Data from a point labeling set
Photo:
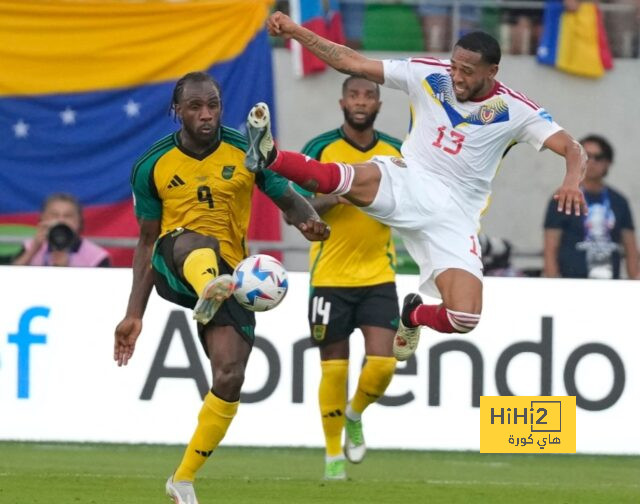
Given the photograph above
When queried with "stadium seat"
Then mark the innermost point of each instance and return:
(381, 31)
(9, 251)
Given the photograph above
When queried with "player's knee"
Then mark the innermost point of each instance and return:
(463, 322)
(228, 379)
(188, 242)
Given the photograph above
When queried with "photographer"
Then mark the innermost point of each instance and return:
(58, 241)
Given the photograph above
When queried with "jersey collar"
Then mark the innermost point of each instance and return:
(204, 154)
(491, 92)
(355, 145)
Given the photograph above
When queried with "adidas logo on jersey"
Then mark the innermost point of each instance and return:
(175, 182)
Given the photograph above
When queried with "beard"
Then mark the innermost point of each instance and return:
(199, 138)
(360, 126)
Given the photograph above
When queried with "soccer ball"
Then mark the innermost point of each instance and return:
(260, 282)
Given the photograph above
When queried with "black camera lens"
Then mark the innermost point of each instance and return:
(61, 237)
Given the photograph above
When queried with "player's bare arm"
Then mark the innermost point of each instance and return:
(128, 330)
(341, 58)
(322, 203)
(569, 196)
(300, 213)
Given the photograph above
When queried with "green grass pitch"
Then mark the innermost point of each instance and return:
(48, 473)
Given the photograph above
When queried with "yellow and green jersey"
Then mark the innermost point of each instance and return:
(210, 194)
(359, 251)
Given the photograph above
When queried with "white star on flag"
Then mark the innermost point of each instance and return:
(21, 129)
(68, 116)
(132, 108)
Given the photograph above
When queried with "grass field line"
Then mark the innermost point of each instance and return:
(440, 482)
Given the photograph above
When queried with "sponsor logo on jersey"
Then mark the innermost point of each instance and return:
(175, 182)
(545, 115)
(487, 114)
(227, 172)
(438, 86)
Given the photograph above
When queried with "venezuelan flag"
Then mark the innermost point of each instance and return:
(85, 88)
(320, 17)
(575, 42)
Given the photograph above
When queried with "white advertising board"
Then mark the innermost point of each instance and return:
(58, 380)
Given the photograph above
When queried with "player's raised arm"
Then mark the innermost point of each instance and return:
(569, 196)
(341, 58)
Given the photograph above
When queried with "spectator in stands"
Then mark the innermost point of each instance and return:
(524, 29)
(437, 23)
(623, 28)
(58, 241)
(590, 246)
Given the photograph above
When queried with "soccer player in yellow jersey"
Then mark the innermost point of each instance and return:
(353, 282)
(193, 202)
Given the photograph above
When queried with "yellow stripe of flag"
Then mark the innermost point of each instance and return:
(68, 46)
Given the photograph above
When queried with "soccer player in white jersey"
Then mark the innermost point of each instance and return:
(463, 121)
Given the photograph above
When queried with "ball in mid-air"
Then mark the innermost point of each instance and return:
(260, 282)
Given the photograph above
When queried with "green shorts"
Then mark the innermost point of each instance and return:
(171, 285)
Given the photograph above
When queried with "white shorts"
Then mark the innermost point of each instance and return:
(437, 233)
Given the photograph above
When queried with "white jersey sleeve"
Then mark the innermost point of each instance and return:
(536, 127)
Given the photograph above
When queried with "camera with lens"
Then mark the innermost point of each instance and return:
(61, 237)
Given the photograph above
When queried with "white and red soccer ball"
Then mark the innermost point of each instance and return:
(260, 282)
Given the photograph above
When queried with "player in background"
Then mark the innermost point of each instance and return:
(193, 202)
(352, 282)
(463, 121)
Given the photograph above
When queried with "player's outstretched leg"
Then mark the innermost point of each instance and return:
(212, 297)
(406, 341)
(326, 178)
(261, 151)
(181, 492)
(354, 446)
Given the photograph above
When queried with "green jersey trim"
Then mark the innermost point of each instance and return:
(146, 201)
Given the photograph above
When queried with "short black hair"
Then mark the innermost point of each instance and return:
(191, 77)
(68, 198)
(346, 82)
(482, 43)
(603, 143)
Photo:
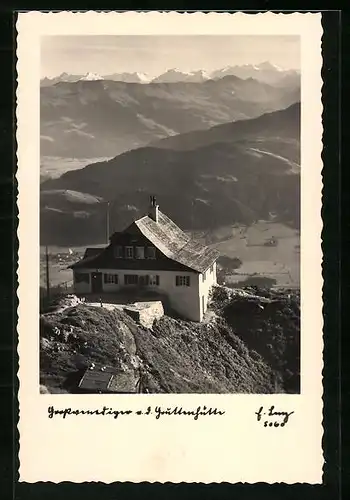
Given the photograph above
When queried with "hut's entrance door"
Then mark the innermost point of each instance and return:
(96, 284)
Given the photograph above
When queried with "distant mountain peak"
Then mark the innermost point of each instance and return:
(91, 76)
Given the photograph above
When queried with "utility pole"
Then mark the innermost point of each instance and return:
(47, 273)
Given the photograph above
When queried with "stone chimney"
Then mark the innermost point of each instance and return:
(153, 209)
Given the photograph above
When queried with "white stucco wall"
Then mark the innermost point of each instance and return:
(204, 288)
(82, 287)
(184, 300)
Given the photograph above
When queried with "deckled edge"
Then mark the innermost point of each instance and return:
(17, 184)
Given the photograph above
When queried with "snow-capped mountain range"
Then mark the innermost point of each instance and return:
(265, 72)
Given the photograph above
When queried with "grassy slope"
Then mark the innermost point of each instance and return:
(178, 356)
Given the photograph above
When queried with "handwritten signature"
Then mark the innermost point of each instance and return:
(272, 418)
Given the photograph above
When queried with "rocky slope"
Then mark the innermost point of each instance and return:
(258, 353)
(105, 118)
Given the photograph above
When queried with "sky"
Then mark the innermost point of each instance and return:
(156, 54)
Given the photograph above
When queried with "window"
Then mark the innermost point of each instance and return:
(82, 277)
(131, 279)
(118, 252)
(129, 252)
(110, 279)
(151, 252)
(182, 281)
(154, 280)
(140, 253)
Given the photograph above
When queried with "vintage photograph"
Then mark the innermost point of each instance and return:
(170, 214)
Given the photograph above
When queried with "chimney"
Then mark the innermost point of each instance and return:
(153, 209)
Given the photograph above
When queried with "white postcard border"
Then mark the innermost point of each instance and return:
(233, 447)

...

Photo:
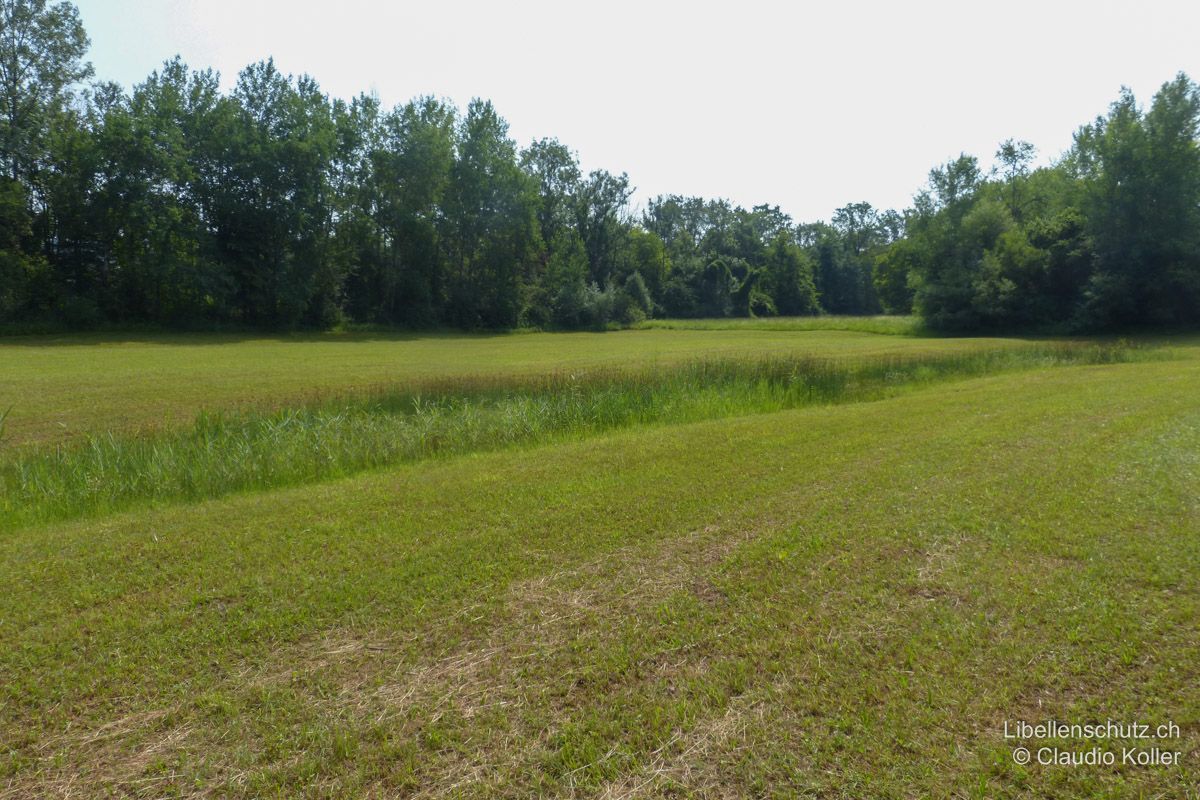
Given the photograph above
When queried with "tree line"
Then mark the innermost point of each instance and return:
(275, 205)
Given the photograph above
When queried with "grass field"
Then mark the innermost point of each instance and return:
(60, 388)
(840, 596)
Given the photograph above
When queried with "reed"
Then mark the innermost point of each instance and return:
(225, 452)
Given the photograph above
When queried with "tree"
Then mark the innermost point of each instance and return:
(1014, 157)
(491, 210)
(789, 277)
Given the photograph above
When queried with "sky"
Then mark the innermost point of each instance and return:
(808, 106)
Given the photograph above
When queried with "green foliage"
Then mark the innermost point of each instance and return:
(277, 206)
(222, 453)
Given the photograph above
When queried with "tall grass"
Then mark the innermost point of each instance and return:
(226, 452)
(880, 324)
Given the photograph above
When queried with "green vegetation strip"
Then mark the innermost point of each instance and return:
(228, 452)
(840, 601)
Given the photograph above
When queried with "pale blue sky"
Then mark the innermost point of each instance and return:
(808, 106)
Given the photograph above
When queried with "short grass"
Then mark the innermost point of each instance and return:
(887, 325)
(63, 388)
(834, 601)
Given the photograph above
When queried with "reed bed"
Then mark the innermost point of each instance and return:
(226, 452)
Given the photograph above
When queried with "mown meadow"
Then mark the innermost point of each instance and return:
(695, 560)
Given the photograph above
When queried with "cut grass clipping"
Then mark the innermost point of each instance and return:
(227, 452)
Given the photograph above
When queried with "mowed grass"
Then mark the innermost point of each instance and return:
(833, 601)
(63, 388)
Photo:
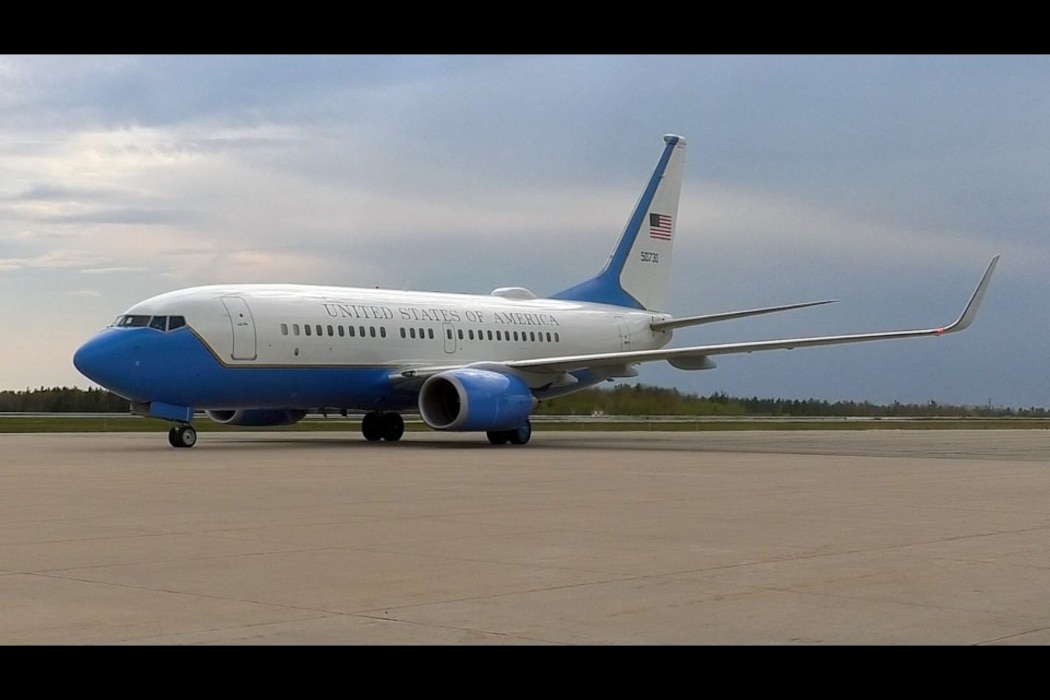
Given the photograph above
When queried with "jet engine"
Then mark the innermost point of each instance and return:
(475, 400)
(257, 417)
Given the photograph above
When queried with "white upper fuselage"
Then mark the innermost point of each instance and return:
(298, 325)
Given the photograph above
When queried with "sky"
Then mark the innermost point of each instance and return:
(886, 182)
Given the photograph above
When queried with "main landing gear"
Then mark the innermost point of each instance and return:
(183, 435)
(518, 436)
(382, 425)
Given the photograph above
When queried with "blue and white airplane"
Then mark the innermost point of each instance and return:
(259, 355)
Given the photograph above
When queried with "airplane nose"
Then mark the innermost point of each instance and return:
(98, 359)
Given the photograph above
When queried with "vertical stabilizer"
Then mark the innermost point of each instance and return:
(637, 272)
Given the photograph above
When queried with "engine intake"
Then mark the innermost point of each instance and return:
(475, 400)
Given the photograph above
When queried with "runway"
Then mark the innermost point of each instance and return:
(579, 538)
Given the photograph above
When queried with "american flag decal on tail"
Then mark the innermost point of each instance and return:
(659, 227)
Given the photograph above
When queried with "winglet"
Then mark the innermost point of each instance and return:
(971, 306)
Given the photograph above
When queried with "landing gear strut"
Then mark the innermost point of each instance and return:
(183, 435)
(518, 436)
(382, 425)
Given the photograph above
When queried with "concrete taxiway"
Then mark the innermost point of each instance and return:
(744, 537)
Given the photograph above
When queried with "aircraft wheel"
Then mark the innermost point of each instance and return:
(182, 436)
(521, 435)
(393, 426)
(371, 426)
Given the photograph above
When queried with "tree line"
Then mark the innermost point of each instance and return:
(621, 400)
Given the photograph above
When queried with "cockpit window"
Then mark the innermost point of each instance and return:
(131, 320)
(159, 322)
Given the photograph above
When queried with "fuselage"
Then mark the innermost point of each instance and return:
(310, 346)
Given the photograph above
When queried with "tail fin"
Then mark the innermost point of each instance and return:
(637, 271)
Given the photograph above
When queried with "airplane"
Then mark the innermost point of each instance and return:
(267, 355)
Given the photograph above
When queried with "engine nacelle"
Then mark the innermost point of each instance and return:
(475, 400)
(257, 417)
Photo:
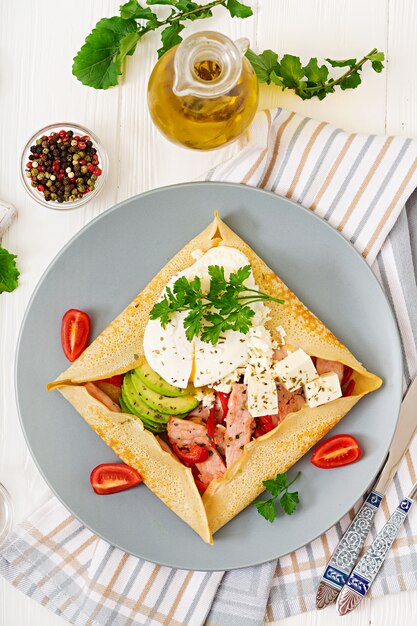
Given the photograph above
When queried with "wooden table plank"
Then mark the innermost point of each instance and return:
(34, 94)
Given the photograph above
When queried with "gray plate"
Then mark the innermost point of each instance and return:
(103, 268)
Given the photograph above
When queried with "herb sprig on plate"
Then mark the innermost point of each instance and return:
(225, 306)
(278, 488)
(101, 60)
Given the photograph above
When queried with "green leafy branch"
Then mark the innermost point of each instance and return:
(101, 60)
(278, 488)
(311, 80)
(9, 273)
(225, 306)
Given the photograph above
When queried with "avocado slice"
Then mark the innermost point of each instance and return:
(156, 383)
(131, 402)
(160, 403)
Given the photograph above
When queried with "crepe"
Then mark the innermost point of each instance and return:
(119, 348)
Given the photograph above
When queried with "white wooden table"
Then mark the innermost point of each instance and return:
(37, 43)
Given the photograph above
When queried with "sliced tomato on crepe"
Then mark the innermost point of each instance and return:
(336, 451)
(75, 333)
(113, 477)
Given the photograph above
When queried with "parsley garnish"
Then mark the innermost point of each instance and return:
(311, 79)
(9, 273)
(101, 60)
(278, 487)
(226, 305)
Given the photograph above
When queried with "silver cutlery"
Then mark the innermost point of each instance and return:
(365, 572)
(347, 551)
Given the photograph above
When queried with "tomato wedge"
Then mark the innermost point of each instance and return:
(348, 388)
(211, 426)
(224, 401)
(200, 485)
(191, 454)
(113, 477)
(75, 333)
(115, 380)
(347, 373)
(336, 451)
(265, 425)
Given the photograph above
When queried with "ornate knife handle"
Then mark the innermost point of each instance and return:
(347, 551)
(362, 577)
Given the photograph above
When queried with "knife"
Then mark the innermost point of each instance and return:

==

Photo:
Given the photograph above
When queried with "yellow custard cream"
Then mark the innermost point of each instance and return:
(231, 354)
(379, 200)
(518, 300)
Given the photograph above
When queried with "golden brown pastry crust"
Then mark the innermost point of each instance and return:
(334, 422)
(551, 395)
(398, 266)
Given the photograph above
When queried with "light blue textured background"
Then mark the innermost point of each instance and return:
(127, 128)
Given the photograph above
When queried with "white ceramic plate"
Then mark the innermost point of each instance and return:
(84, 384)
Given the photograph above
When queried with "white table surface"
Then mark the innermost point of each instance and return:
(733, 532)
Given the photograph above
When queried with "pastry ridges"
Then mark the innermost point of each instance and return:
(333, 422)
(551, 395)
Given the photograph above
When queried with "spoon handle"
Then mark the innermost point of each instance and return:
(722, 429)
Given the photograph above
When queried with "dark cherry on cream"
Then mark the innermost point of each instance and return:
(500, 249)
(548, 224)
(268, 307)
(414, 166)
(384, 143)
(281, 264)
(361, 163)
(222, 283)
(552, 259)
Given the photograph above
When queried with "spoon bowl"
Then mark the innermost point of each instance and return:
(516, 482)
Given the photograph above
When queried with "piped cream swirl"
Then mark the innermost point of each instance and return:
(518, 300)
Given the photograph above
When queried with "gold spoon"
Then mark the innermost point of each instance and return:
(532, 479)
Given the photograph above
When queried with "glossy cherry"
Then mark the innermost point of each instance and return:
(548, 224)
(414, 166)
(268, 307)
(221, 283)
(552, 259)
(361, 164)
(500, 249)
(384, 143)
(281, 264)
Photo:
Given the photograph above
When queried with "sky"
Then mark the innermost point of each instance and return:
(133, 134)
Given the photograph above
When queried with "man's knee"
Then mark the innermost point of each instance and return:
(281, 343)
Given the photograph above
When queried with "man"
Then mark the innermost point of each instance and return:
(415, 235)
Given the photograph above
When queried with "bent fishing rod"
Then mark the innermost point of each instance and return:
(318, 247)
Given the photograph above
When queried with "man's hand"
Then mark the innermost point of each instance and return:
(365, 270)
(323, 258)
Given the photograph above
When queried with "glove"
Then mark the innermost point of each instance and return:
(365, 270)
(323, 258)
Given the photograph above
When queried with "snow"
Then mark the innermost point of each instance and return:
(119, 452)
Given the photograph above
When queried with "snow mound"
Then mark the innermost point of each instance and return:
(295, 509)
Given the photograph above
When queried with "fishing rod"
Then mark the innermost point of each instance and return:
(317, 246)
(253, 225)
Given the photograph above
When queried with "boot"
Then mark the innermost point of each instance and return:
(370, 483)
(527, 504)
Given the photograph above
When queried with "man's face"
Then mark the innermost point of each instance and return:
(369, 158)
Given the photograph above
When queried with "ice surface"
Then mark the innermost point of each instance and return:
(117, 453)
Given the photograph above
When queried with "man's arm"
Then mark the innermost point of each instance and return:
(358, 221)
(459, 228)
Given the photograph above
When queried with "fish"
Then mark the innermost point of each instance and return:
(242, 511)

EXERCISE
Collect every line of the data above that contains the word "black", treating uppercase and lowercase as different.

WRITTEN ANSWER
When queried with "black camera lens"
When queried with "short black hair"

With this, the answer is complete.